◆ **PROBLEM**
Look through the records and copy each line that has "shoreline" in it.

Dataset entries:
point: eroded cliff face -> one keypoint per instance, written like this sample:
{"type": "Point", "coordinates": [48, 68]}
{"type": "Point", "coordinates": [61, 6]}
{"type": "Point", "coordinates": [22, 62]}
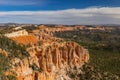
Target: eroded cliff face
{"type": "Point", "coordinates": [50, 61]}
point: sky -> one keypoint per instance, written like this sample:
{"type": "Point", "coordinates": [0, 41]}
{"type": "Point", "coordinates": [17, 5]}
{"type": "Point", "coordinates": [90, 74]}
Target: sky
{"type": "Point", "coordinates": [60, 11]}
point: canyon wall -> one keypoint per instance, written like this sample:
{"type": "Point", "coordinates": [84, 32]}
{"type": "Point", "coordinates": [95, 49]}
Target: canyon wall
{"type": "Point", "coordinates": [50, 61]}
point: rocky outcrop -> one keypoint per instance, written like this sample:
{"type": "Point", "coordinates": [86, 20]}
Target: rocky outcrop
{"type": "Point", "coordinates": [28, 39]}
{"type": "Point", "coordinates": [52, 62]}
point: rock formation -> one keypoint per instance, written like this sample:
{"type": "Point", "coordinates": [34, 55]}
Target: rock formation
{"type": "Point", "coordinates": [50, 61]}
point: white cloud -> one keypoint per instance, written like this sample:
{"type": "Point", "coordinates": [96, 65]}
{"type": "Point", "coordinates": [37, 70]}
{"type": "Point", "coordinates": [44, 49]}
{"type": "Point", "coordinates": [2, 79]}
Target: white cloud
{"type": "Point", "coordinates": [103, 15]}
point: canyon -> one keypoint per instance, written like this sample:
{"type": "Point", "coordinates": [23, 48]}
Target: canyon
{"type": "Point", "coordinates": [50, 58]}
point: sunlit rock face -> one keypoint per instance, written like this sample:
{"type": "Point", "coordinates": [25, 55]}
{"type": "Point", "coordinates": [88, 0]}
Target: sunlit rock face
{"type": "Point", "coordinates": [50, 61]}
{"type": "Point", "coordinates": [53, 60]}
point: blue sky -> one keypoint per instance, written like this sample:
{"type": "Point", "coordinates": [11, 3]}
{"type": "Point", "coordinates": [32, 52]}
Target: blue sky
{"type": "Point", "coordinates": [60, 11]}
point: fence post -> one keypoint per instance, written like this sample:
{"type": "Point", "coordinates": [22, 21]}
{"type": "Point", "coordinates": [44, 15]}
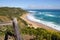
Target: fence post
{"type": "Point", "coordinates": [17, 33]}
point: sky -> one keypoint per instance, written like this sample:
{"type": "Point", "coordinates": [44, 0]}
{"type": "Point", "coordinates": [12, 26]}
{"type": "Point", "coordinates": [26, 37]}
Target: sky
{"type": "Point", "coordinates": [31, 4]}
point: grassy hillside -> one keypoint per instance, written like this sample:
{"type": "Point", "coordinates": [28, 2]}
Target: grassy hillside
{"type": "Point", "coordinates": [7, 13]}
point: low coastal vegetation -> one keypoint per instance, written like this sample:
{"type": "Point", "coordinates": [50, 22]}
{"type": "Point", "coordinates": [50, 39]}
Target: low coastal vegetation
{"type": "Point", "coordinates": [7, 13]}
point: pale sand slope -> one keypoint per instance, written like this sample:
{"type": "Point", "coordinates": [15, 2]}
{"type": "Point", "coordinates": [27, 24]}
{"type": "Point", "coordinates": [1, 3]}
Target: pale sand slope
{"type": "Point", "coordinates": [35, 24]}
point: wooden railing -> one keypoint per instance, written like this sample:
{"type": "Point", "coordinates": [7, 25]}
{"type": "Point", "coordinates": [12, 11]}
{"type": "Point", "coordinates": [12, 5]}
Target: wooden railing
{"type": "Point", "coordinates": [16, 34]}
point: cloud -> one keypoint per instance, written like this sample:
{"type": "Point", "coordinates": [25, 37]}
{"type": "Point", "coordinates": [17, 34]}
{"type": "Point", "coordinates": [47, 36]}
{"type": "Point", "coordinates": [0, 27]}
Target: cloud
{"type": "Point", "coordinates": [44, 7]}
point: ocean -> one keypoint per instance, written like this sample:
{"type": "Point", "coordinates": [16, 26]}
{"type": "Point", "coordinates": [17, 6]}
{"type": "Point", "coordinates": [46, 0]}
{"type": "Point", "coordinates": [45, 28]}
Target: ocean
{"type": "Point", "coordinates": [49, 18]}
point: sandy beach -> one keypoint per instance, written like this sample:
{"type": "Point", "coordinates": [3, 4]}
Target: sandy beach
{"type": "Point", "coordinates": [35, 24]}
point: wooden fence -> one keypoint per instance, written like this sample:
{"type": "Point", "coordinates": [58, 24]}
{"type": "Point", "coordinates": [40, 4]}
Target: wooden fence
{"type": "Point", "coordinates": [16, 34]}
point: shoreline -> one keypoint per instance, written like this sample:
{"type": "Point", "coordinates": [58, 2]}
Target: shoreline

◆ **FINISHED TASK**
point: shoreline -> one keypoint per instance, written like this sample:
Target: shoreline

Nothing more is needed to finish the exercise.